* PROBLEMA CURTO A:
Entre as linhas que vêm depois da matéria sobre autorrelação abusiva, informe cada uma que contenha a string "every", copiando-a por inteiro.

* TRECHO FORNECIDO:
____
INIMIGA ÍNTIMA: VEJA ALGUNS SINAIS DE QUE VOCÊ ESTÁ DESENVOLVENDO UMA AUTORRELAÇÃO ABUSIVA

 

É preciso estar atenta aos sinais para saber quando se está desenvolvendo uma autorrelação abusiva
É preciso estar atenta aos sinais para saber quando se está desenvolvendo uma autorrelação abusiva Shutterstock

Inimiga íntima: Veja alguns sinais de que você está desenvolvendo uma autorrelação abusiva

Fique atenta: Desacreditar no próprio potencial, mascarar vulnerabilidades e validar-se apenas pelo olhar dos outros são sinais de uma relação tóxica com você mesma

Por Laís Rissato

25/04/2023 04h31  Atualizado há um dia

"Eu não gosto da Fernanda”. A frase, que alguém provavelmente pensaria ter partido de um desafeto da diretora escolar Fernanda Junqueira de Tolvo, de 50 anos, ecoa, de vez em quando, de sua própria voz. É uma história complicada, ela explica. “Sei que tenho um relacionamento tóxico comigo mesma, porque sempre preciso provar alguma coisa para alguém”, diz. À frente de uma escola estadual em Ribeirão Preto, no interior paulista, ela se dedicou a um mestrado em Educação para mostrar ao mundo suas capacidades e competências.
____
* MATERIAL DA TAREFA:
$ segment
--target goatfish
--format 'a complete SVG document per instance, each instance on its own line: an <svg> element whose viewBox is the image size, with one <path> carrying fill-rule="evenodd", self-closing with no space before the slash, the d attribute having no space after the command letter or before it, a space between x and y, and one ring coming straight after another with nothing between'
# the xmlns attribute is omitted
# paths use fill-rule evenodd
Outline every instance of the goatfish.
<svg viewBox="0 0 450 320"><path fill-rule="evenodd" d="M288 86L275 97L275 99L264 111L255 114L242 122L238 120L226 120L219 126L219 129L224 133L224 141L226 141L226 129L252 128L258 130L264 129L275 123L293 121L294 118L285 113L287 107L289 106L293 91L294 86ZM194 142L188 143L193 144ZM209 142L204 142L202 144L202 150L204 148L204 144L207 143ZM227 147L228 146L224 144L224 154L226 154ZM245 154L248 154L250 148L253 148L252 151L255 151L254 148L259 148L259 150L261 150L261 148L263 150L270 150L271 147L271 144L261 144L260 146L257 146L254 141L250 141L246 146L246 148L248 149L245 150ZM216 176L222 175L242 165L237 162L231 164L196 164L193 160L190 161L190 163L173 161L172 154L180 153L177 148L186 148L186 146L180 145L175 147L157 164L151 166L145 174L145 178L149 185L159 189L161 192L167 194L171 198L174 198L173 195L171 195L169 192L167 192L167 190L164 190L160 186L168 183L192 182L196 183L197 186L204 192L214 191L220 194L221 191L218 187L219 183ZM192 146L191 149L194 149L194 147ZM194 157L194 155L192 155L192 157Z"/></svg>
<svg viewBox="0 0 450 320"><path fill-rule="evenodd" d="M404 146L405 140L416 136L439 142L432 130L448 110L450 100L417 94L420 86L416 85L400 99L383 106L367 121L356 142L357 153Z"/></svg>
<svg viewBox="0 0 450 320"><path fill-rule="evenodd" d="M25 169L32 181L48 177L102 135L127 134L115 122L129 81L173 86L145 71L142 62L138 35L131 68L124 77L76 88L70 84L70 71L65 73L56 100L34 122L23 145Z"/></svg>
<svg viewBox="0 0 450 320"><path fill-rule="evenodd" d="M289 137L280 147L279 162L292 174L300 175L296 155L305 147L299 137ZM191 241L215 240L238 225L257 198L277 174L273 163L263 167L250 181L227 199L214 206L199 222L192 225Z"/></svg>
____
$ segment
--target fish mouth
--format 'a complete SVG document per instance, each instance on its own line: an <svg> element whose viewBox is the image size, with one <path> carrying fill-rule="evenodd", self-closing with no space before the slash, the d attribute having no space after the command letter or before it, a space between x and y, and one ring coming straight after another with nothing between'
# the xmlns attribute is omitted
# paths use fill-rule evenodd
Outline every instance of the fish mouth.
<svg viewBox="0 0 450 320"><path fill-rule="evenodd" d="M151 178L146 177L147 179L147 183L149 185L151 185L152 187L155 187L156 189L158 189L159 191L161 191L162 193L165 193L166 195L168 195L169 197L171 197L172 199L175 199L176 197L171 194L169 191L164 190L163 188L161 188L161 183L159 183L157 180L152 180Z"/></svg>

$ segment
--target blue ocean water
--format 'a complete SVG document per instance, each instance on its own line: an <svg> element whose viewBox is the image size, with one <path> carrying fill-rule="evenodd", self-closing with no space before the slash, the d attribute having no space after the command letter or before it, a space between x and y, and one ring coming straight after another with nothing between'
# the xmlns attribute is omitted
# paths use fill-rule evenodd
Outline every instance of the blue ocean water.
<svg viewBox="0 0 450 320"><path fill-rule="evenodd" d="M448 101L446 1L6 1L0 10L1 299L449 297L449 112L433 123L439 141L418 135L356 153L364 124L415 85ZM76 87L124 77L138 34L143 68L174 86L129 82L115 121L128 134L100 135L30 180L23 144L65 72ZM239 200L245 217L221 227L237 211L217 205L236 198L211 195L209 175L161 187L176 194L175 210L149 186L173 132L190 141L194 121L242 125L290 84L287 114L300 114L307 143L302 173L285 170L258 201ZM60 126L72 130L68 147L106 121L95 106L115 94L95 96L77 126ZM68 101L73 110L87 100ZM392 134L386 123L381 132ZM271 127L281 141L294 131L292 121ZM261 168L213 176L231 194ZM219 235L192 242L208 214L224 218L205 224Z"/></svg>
____
* PROBLEMA CURTO B:
Dê continuidade à matéria sobre autorrelação abusiva a partir do ponto em que ela termina.

* RESPOSTA ESPERADA A:
Outline every instance of the goatfish.
Outline every instance of the fish mouth.
Outline every instance of the blue ocean water.

* RESPOSTA ESPERADA B:
“Uma vez, uma pessoa próxima falou que eu, no máximo, conseguiria ser uma ‘professorinha’. Então, fiz isso para que todos vissem onde eu poderia chegar, não porque era algo que eu realmente queria. Hoje, até acreditam em mim, mas eu mesma, não”, lamenta. Outra batalha travada consigo é privar-se de suas vontades para não desagradar amigos ou familiares. “Há tempos quero fazer uma tatuagem, mas fico imaginando o que vão dizer. Espero conseguir realizar logo esse desejo”, conta.

A professora Fernanda Junqueira de Tolvo — Foto: Arquivo pessoal

A professora Fernanda Junqueira de Tolvo — Foto: Arquivo pessoal

Buscar a aprovação alheia, ter dificuldade para dizer “não”, desacreditar do próprio potencial e, por medo ou falta de confiança, deixar para depois um objetivo ou vontades latentes, são sinais de que você pode estar desenvolvendo uma autorrelação abusiva. E não é exagero dizer que as mulheres são, na maioria dos casos, seus próprios alvos. Em pesquisa realizada pelo Instituto Kantar, empresa de dados e consultoria, em 2019, 20% das brasileiras declararam ter baixa autoestima, enquanto entre os homens, o número cai pela metade. Outros dados, da Universidade da Georgia, nos Estados Unidos, apontam que 75% das entrevistadas sentiam-se uma fraude no trabalho, a famosa Síndrome da Impostora.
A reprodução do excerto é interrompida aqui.